TASK GOAL: Rewrite the records below as a numbered list, starting at the line that contains "In the photo above, where can the forest" and ending at the line that contains "(1022, 434)", with blank lines left out. Include only those lines.

ENTRIES SUPPLIED:
▬▬▬▬▬▬
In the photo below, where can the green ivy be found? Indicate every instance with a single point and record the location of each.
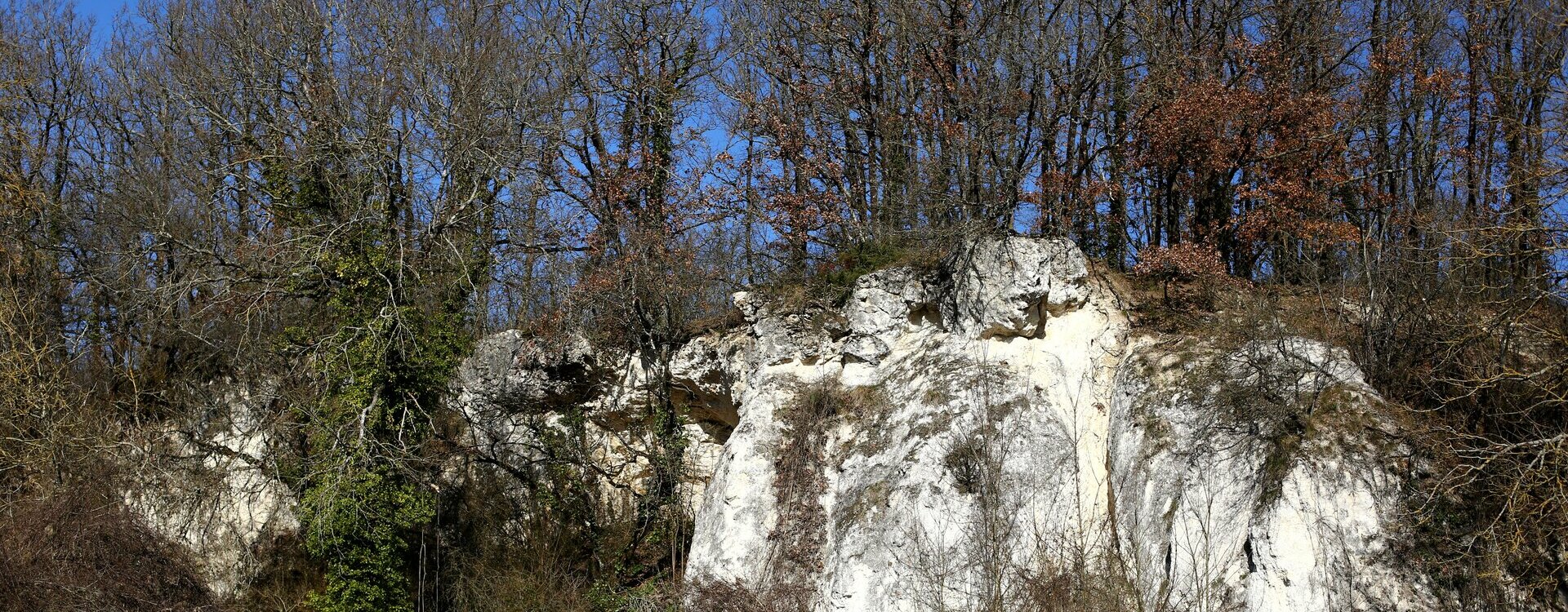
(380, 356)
▬▬▬▬▬▬
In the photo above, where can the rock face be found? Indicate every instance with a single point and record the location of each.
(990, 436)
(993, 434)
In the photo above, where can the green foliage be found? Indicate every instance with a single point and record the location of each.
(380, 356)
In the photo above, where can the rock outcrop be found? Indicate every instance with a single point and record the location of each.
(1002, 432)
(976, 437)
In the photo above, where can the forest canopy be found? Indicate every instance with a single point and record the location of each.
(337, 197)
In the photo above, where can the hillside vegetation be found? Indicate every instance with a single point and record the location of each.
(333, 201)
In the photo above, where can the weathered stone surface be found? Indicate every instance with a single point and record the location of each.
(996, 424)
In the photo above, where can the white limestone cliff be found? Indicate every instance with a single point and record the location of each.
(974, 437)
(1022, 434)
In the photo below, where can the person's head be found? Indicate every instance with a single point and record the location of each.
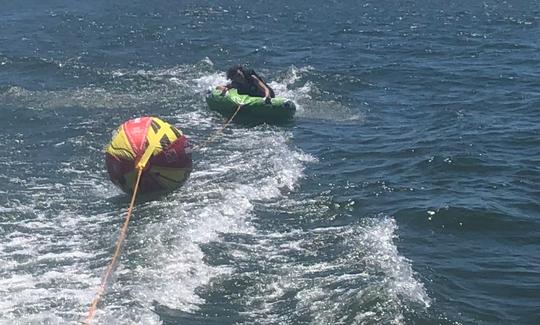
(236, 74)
▬▬▬▬▬▬
THE RESPONSE:
1. In the photo above, where can the forest canopy be found? Indicate every instance with a single point and record the location of each.
2. (337, 197)
3. In the photo above, where can the hillside vegetation be found? Indicate every instance with a single point and record the location of each.
4. (333, 201)
5. In the photo above, where can the weathered stone surface be found? Indicate every instance with a single point and record the location of each.
6. (996, 424)
7. In the photo above, where can the white limestone cliff be found? Indicate every instance with a single point and record the location of each.
8. (974, 437)
9. (1022, 434)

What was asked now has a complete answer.